Records from a point labeling set:
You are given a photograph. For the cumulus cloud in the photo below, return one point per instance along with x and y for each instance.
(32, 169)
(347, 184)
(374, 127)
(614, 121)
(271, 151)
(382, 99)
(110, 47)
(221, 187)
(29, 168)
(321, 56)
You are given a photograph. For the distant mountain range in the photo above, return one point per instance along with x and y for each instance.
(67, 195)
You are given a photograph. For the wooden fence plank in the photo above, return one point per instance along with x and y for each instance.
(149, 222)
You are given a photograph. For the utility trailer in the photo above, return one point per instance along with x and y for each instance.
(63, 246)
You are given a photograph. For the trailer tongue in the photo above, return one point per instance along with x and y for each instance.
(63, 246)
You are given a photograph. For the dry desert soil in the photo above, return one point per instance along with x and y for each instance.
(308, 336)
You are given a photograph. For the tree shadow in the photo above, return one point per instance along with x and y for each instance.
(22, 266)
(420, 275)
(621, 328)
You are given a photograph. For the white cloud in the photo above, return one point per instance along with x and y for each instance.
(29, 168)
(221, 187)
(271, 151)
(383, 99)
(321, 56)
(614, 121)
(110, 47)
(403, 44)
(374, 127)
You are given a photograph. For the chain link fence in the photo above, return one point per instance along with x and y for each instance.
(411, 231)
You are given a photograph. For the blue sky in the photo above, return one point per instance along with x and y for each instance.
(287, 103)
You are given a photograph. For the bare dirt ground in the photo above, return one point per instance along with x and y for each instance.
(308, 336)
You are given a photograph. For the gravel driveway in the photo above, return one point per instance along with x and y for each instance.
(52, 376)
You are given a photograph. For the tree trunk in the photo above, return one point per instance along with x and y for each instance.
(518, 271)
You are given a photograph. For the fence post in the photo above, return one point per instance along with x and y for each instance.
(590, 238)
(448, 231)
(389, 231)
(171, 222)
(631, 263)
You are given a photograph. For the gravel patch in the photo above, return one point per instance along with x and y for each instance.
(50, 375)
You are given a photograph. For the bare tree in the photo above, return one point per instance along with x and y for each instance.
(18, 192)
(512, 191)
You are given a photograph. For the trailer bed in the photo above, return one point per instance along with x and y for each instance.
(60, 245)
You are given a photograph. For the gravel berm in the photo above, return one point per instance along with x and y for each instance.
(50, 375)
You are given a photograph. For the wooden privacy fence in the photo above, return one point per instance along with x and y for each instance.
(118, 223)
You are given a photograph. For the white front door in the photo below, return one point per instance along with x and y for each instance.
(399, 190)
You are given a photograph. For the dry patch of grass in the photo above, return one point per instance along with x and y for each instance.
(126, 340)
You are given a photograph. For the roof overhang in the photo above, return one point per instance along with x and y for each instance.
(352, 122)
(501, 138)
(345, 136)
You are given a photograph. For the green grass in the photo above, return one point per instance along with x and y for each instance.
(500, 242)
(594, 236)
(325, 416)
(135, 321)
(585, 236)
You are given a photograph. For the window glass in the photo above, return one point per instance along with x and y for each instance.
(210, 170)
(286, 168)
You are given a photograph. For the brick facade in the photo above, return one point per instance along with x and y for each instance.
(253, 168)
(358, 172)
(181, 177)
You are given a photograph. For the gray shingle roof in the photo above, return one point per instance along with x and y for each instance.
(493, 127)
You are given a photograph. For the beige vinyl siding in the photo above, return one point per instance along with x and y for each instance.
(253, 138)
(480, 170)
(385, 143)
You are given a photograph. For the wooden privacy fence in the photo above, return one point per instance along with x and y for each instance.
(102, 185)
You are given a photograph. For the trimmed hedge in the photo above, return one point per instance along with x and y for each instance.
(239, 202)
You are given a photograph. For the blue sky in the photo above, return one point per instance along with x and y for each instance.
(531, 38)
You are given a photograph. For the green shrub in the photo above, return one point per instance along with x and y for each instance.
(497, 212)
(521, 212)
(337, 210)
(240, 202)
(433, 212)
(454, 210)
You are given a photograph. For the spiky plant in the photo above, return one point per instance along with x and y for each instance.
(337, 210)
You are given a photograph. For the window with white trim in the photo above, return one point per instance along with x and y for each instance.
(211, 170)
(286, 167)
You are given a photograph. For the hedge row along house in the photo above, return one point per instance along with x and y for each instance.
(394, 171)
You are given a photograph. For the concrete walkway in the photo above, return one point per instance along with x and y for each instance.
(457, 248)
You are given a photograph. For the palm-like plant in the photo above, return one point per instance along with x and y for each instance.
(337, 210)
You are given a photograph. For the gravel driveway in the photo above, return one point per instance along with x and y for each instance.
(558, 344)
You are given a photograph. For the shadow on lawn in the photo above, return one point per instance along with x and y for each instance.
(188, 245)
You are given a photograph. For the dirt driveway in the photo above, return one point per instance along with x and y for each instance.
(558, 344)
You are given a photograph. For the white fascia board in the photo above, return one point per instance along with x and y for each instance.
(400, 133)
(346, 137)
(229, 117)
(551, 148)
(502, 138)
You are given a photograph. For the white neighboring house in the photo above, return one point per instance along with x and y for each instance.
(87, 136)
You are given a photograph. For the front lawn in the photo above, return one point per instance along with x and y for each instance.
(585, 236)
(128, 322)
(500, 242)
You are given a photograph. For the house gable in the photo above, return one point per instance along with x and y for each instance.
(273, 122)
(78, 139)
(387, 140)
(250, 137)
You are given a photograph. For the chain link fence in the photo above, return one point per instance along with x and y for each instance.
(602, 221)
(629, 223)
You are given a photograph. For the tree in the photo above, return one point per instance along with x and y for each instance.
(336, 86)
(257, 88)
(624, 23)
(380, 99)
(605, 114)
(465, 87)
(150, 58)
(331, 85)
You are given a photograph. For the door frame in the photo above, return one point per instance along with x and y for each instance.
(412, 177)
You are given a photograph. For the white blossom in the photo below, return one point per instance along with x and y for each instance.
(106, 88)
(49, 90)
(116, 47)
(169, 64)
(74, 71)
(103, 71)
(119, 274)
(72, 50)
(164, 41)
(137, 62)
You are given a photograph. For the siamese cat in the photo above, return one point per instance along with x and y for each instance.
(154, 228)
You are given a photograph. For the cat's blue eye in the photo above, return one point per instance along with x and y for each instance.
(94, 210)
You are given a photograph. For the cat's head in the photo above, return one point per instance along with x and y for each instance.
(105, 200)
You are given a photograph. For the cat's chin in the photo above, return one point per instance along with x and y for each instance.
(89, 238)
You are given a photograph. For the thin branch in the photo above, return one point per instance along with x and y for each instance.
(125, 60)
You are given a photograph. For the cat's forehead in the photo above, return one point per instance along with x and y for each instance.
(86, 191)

**Written task**
Set down the listing above in full, please, exactly as it appears.

**Final result**
You are given a photograph. For the cumulus cloud in the photo below, return one point per instance along with x and y for each instance.
(32, 169)
(347, 184)
(374, 127)
(614, 121)
(271, 151)
(382, 99)
(110, 47)
(221, 187)
(29, 168)
(321, 56)
You are given a photograph. For the distant mountain range in the photo above, return one point per instance along with x and y for each instance.
(67, 195)
You are given a photograph. For the wooden fence plank in the photo above, return one point per instance along with x and y for each instance.
(149, 222)
You are given a photograph. For the utility trailer in the photo above, return one point per instance along with x and y for each instance.
(63, 246)
You are given a photograph. For the trailer tongue in the photo above, return one point per instance along with x and y for each instance.
(63, 246)
You are given a photograph. For the dry desert soil in the photo above, return one point per instance along with x and y for each instance.
(308, 336)
You are given a photograph. For the tree shadow in the photo above, return one point per instance along with x and y for each instance.
(22, 266)
(420, 275)
(621, 328)
You are given a photograph. For the white cloud in the photo above, return one point per instance along with x and y for each instance.
(29, 168)
(221, 187)
(271, 151)
(383, 99)
(321, 56)
(614, 121)
(110, 47)
(403, 44)
(374, 127)
You are given a photograph. For the chain link fence in the photo above, return one point per instance along with x and y for each instance.
(411, 231)
You are given a photograph. For the blue sky in the photo above, return one point per instance along with x and y for each instance.
(287, 103)
You are given a photograph. For the bare dirt ground in the photo above, return one point per instance along with x and y for each instance.
(308, 336)
You are given a photograph. For the gravel driveway in the photo above, return one point per instance along with x and y for each instance.
(52, 376)
You are given a photograph. For the tree trunk in the photo above, return one point per instance along with x and y for each instance.
(518, 271)
You are given a photograph. For the fence post in the photo above, return one point per instance along with x and y for each instance.
(590, 238)
(448, 231)
(389, 231)
(171, 222)
(631, 263)
You are given a photograph. For the gravel patch in the photo above, return one point per instance along with x and y for each instance.
(50, 375)
You are given a photograph. For the bare tree in the photo above, return one point per instance along with x and y for each instance.
(18, 192)
(512, 191)
You are given a photograph. For the trailer bed in the photo above, return one point per instance along with x and y for each instance.
(60, 245)
You are given a photograph. For the gravel berm in the photo above, return one point per instance along with x and y for each instance.
(50, 375)
You are given a photograph. For the wooden privacy fence in the photo above, return one point per instance along with x and y for each instance.
(118, 223)
You are given a photograph. For the white front door in the photo below, return one point per instance along with x and y for each instance.
(399, 190)
You are given a photograph. For the dry patch of grass in the photo above, return one point per instance along with x and y for each instance.
(126, 340)
You are given a photograph. For the roof overhang in the photo above, return one point per instance along with x and y for each instance.
(352, 122)
(501, 138)
(345, 136)
You are given a photograph. For the green grass in the photo above, return one point per instance along with x and y for each instance.
(500, 242)
(594, 236)
(325, 416)
(135, 321)
(585, 236)
You are given a photograph. For the window glass in the photo above, return one point per instance along with x and y for each instance.
(210, 170)
(286, 168)
You are given a photograph. For the brick facade in the photo above, return one point per instance along with x and y for each instance.
(253, 168)
(358, 172)
(181, 177)
You are given a photograph. For the gray shingle roof in the photo above, return one point per instance along with x and y for each instance.
(493, 127)
You are given a photograph. For the beige vinyl siding in the photo above, return one point per instance along with x and y for each instance.
(253, 138)
(480, 170)
(385, 143)
You are given a photograph. For the wooden privacy fence in the photo above, return one point per instance along with x and y for each instance.
(102, 185)
You are given a photograph. For the trimmed hedge in the photo above, return one point per instance along with x and y for each instance.
(239, 202)
You are given a photograph. For the blue sky in the photo above, return one point per instance along with x and y for each instance.
(531, 38)
You are given a photograph. For the green shrub in the photo above, return one point per instance along with x and y for each instance.
(497, 212)
(521, 212)
(337, 210)
(240, 202)
(433, 212)
(454, 210)
You are given a photograph. For the spiky plant in the photo above, return one point per instance along with x and y for each instance.
(337, 210)
You are given a photograph. For the window with white trim in the photo above, return one point per instance along with x and y for each instance.
(211, 170)
(286, 167)
You are given a photograph. For the hedge row along house in the photo above, return one point per instance along with x and y for each instance.
(394, 171)
You are given a photograph. For the concrete walkway in the photo above, return one point per instance along with x and y for each instance.
(457, 248)
You are given a photograph. For the palm-like plant in the photo above, return one point per instance along with x and y for each instance.
(337, 210)
You are given a photograph. For the gravel driveway in the photo above, return one point per instance along with x and y for each instance.
(558, 344)
You are given a photograph. For the shadow on lawn in the photo above, return one point per instance along with x and y for each instance.
(188, 245)
You are given a photograph. For the dirt driveway in the photo above, return one point per instance along with x and y for each instance.
(558, 344)
You are given a photograph. For the white fascia board in the photo above, return one point per instance along with x and y for each instance.
(400, 133)
(346, 137)
(229, 117)
(551, 148)
(502, 138)
You are given a photograph. For the white neighboring house in the photo above, return one point per instance along with x and y for each instance.
(87, 136)
You are given a photograph. For the front lawn in the photo above, return one point per instance along with x and y for each instance.
(585, 236)
(128, 322)
(500, 242)
You are given a photograph. For the house gable in the photo above, return one point per instance along with x and y for each instance.
(273, 122)
(78, 139)
(387, 140)
(250, 137)
You are given a photograph. For the chain link fence in the photo above, return one point per instance along with x and y for each instance.
(602, 221)
(629, 223)
You are given a photograph. For the tree in the photo above, return one point per instance along with x and y for each instance.
(336, 86)
(257, 88)
(624, 23)
(380, 99)
(605, 114)
(465, 87)
(150, 58)
(331, 85)
You are given a photograph. For the door frame in the photo above, return one point per instance along with x and y for each instance.
(412, 177)
You are given a photograph. For the white blossom in the photo below, return one point per instance along with x and y for each instance.
(106, 88)
(49, 90)
(116, 47)
(169, 64)
(74, 71)
(103, 71)
(119, 274)
(72, 50)
(164, 41)
(137, 62)
You are given a photograph. For the siamese cat in the photo above, return one point per instance along with x and y for each instance.
(154, 228)
You are given a photograph. For the cat's blue eye in the photo above, return one point per instance along with x and y for each instance.
(94, 210)
You are given a photograph. For the cat's head in the photo above, return one point per instance along with x and y for each instance.
(105, 200)
You are given a photograph. For the cat's chin in the photo above, return one point per instance along with x and y for each instance.
(89, 238)
You are given a photograph. For the thin branch in the photo above, return one point per instance along with x and y for each instance.
(125, 60)
You are given a photograph. For the cat's forehead in the photo above, return one point per instance along with x and y for each instance.
(86, 191)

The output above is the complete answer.